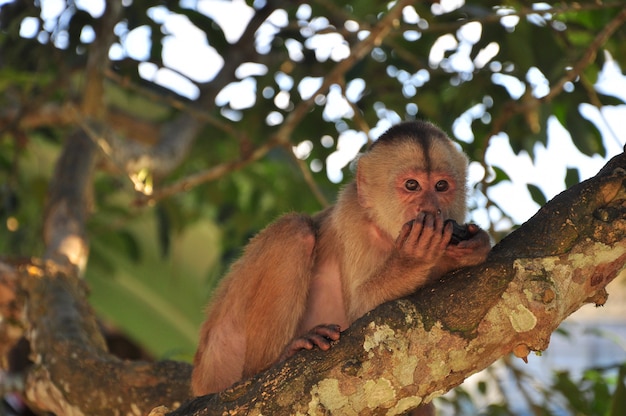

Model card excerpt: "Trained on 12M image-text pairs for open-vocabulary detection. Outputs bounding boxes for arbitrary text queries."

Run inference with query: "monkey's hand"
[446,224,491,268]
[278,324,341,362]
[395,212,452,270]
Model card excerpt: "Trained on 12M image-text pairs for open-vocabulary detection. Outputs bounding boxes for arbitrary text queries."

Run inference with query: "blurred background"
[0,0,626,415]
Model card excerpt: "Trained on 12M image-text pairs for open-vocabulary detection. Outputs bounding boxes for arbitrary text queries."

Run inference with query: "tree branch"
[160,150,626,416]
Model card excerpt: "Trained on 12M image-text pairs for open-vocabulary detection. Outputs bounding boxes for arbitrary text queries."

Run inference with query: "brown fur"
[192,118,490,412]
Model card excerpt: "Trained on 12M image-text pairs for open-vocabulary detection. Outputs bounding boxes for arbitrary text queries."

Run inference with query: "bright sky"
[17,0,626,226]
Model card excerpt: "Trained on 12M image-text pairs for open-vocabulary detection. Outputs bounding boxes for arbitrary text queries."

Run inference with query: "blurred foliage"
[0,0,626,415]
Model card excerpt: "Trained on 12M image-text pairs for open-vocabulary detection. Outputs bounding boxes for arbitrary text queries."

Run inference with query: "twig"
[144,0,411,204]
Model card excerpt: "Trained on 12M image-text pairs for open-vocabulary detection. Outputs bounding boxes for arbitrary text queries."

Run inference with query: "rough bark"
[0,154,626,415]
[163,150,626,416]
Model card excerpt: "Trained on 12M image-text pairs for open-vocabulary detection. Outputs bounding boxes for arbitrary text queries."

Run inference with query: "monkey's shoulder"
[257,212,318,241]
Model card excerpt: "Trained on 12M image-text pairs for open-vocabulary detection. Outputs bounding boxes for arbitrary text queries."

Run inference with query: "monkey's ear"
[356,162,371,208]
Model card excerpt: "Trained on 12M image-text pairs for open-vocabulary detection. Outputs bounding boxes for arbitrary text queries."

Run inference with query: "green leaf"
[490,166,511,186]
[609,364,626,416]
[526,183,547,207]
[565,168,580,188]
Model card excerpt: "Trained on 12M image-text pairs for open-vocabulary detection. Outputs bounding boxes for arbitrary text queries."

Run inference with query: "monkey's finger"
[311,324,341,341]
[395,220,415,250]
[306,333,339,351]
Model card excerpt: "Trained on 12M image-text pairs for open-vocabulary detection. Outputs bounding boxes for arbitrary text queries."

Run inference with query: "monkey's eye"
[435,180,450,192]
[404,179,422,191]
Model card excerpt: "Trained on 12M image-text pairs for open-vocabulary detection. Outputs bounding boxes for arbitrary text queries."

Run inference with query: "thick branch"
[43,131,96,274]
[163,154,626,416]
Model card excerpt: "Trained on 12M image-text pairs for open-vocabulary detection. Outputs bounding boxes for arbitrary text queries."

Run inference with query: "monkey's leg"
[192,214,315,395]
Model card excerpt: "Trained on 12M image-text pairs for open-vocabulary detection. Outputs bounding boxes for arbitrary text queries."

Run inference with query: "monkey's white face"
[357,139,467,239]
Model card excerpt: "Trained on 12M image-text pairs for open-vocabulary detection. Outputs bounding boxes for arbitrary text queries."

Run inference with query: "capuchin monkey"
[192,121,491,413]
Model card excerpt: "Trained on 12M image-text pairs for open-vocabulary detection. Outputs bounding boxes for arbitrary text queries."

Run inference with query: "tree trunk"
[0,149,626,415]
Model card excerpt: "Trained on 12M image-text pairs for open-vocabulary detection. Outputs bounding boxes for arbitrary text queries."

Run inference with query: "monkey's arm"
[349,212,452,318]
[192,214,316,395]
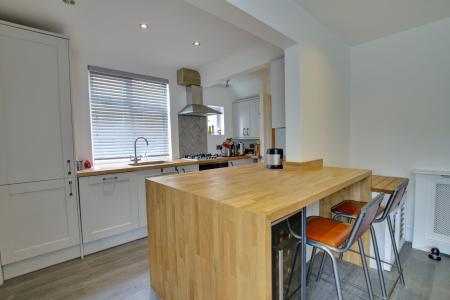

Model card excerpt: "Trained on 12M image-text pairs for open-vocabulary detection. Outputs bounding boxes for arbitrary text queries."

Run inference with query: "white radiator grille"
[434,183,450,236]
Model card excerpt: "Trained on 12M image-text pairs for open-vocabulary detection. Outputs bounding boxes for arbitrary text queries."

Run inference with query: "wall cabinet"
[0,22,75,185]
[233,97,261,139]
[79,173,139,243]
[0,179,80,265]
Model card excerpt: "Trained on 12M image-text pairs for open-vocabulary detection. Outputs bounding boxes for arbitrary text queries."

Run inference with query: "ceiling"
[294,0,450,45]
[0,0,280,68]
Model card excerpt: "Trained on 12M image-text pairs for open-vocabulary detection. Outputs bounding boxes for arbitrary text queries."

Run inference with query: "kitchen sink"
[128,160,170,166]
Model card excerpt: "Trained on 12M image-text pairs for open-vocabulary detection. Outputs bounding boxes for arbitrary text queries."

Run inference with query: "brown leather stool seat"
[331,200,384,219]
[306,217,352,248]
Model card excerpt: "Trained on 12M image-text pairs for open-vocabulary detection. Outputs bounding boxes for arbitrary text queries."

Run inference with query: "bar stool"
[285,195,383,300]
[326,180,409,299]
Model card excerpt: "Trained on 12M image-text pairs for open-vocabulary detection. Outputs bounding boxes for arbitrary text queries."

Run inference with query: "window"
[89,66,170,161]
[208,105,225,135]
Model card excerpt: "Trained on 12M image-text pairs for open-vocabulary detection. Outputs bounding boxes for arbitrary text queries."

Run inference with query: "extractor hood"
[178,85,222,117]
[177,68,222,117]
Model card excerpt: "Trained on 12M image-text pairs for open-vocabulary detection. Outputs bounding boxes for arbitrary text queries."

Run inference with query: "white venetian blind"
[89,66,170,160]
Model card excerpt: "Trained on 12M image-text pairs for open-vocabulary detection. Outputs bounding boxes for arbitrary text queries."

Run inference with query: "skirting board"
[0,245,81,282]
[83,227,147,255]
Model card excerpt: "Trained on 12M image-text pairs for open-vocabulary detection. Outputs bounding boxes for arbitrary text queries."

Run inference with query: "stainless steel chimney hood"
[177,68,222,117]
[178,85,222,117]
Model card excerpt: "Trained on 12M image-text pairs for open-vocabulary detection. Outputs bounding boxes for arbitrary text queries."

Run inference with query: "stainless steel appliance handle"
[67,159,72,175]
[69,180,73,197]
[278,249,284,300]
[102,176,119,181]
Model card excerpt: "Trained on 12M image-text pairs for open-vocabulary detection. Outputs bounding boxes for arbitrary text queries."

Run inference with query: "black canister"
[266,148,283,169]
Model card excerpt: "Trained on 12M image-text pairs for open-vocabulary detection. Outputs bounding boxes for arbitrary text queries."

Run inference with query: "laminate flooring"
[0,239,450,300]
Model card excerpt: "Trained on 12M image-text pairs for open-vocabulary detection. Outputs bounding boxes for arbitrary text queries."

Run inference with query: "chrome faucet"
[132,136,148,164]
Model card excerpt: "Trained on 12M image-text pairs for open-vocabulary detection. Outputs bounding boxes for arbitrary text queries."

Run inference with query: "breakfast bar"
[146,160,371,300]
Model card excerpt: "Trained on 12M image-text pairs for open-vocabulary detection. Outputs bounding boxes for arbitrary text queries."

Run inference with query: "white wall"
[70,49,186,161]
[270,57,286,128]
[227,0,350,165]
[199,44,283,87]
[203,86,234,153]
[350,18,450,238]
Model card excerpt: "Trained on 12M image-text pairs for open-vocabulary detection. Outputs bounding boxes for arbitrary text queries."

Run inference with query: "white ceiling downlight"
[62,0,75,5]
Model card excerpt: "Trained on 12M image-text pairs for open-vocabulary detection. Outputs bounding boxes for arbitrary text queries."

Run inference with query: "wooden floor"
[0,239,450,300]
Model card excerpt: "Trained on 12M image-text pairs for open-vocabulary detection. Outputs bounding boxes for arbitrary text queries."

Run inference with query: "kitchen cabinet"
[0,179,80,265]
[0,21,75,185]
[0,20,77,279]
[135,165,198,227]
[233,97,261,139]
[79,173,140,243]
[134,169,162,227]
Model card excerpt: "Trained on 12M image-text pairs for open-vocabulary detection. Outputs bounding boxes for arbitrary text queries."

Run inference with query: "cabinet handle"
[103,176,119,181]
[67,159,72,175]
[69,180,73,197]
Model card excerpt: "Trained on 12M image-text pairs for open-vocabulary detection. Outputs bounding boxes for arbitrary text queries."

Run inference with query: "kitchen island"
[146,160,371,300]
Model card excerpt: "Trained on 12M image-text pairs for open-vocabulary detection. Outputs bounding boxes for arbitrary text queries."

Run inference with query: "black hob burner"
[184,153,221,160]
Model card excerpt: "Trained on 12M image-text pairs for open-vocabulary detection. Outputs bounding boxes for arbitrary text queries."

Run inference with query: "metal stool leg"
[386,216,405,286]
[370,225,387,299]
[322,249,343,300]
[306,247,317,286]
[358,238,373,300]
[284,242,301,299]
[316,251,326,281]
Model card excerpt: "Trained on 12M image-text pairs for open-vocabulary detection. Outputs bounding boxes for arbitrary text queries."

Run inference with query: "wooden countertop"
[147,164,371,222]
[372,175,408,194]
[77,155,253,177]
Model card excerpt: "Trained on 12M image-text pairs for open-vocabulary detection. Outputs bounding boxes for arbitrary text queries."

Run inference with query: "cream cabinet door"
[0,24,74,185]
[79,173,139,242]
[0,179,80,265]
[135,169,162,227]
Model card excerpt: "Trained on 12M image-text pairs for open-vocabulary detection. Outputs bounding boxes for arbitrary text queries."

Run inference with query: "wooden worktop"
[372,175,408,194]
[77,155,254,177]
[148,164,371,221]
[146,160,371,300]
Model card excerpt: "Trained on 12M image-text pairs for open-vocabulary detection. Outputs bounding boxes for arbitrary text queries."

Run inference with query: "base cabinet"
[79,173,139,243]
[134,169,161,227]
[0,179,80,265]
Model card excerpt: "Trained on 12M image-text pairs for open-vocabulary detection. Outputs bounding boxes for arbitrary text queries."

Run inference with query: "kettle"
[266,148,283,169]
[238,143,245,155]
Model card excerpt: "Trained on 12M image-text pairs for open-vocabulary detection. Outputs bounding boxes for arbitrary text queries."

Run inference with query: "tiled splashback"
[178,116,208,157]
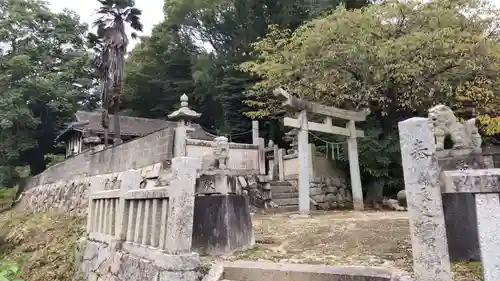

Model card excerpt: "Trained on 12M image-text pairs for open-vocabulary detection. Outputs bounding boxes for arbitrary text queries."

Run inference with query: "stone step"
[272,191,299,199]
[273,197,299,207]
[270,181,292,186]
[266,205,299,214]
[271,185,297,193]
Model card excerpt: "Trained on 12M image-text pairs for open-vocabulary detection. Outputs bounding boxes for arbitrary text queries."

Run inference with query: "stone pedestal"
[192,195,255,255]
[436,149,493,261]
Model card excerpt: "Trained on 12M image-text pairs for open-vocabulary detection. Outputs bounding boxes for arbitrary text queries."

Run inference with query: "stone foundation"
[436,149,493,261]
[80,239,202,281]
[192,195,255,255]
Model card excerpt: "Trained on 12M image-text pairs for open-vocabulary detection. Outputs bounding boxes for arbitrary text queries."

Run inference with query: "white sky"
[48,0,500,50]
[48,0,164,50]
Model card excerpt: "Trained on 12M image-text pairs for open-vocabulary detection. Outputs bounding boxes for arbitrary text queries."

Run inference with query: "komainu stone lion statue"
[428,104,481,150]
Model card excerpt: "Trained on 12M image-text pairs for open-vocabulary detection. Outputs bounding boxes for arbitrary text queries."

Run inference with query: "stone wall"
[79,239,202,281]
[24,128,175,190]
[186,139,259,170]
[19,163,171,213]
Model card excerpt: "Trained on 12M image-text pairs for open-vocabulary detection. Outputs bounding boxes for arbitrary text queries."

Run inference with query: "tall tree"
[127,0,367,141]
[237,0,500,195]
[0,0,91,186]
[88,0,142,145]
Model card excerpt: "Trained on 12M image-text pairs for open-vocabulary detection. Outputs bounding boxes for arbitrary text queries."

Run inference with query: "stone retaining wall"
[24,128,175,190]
---
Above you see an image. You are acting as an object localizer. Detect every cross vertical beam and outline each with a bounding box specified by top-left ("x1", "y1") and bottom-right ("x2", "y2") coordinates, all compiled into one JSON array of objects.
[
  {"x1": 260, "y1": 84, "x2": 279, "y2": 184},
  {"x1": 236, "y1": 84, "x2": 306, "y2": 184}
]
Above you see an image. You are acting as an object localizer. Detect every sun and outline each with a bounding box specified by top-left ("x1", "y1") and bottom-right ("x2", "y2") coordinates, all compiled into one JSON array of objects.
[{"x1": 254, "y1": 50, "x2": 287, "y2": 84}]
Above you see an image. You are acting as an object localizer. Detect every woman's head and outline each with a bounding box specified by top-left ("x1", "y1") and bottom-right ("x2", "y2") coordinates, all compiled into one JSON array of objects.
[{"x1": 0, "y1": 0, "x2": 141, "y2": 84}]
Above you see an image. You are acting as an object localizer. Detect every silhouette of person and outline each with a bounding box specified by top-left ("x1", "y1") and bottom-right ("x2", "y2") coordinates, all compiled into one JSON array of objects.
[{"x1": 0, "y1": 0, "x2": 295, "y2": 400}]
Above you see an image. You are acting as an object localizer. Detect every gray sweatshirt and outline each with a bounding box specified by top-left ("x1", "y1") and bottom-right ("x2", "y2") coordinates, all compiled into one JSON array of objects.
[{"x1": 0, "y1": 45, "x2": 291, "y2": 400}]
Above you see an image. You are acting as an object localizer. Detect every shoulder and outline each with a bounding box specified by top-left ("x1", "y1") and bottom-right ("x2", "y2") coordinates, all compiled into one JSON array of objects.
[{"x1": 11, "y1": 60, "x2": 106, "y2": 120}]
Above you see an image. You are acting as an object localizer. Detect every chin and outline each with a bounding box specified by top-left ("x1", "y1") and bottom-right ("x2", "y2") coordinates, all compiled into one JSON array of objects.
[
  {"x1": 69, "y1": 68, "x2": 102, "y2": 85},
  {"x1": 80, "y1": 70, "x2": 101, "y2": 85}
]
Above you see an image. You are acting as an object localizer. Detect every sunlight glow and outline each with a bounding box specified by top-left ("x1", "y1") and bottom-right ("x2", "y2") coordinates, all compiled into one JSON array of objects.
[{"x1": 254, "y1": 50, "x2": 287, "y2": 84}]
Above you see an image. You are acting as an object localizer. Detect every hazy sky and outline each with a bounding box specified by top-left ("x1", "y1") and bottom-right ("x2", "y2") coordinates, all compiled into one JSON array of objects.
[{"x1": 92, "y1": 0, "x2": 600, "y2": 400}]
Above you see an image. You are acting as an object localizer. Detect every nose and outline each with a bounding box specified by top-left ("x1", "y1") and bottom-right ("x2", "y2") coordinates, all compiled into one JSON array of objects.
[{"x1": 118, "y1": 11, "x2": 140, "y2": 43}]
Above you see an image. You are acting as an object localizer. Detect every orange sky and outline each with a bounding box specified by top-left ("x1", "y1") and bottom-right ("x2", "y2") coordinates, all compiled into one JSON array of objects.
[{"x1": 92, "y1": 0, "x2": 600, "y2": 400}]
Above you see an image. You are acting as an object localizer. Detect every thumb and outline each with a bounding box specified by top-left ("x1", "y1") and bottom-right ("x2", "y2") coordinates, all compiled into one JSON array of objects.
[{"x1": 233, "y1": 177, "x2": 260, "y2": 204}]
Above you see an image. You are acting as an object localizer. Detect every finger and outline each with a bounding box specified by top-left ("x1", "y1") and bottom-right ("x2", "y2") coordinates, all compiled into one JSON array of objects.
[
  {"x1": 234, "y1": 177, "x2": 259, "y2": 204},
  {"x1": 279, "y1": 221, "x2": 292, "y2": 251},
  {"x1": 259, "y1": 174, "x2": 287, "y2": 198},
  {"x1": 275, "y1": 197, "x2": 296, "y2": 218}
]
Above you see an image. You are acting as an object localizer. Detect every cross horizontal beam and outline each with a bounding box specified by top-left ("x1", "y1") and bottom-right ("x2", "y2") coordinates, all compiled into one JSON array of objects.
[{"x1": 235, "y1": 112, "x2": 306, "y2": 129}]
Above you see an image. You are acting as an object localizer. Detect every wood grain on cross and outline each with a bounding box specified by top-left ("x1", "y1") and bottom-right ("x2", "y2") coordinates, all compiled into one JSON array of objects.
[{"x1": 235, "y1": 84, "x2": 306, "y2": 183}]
...
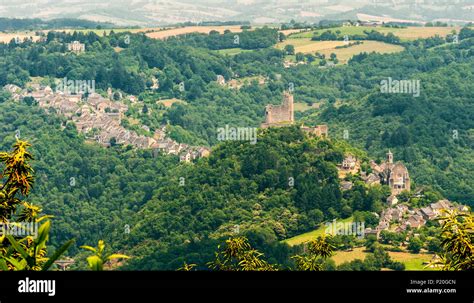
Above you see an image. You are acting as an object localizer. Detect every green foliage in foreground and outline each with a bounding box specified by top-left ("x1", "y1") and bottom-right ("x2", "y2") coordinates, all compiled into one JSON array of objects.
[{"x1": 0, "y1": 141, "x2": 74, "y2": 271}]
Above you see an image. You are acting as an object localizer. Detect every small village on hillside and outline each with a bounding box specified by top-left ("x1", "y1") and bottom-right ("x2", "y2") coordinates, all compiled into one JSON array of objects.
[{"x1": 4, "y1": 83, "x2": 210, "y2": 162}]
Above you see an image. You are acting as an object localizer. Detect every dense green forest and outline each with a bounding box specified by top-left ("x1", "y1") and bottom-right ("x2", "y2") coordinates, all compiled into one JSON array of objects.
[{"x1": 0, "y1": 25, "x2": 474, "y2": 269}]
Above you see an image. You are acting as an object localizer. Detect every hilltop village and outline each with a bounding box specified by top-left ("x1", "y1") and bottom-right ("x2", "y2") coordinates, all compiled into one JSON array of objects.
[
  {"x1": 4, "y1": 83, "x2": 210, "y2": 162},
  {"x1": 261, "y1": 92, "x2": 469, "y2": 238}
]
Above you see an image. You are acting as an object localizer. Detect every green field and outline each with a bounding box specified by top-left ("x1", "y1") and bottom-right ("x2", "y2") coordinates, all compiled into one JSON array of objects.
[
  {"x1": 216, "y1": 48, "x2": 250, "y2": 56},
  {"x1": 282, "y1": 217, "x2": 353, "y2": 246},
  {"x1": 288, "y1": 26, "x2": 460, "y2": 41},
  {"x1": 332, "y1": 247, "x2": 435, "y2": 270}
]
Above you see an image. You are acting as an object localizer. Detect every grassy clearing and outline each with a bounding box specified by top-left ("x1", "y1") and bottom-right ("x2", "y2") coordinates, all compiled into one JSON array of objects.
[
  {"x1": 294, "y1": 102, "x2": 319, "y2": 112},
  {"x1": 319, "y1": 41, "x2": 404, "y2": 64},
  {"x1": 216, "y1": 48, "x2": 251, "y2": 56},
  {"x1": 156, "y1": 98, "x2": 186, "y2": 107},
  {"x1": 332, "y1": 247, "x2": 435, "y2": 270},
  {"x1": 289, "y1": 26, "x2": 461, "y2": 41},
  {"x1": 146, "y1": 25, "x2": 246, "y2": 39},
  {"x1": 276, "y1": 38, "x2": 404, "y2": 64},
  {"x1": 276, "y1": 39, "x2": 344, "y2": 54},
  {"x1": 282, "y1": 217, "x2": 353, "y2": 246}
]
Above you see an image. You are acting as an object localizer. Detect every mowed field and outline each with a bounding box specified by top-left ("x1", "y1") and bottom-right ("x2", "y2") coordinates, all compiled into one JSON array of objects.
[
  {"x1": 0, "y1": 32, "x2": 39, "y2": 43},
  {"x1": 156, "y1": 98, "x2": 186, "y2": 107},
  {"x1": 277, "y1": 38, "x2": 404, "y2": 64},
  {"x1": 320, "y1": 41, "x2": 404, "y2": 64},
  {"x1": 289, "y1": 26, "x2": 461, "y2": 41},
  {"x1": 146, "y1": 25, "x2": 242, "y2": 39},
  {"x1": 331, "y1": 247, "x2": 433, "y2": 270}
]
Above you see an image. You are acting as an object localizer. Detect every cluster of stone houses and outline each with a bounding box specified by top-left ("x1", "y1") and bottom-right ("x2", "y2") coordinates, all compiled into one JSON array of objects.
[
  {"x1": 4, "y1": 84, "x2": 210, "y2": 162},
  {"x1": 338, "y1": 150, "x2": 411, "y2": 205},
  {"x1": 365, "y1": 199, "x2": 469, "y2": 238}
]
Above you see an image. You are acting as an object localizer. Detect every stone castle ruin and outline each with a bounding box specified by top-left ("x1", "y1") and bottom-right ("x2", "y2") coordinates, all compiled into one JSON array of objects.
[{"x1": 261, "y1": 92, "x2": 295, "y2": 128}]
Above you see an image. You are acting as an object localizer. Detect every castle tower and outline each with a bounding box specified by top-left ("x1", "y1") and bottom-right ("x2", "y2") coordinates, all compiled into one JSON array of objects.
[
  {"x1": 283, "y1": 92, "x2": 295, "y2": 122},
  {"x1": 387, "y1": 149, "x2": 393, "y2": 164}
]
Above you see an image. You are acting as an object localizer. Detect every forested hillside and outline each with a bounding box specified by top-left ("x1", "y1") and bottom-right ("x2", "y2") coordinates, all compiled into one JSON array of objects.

> Problem: Which lines of the listing contain the string "finger"? Pick out each one and copy it in full, treating uppercase and lowercase as different.

> Written answer:
Run inference with query: "monkey's finger"
Above you see an image. You are acting as an object localizer. Detect every finger and outline each with a bounding box specified by top-left ("x1", "y1") and bottom-right ("x2", "y2") coordinates, all compiled into one JSON array of objects.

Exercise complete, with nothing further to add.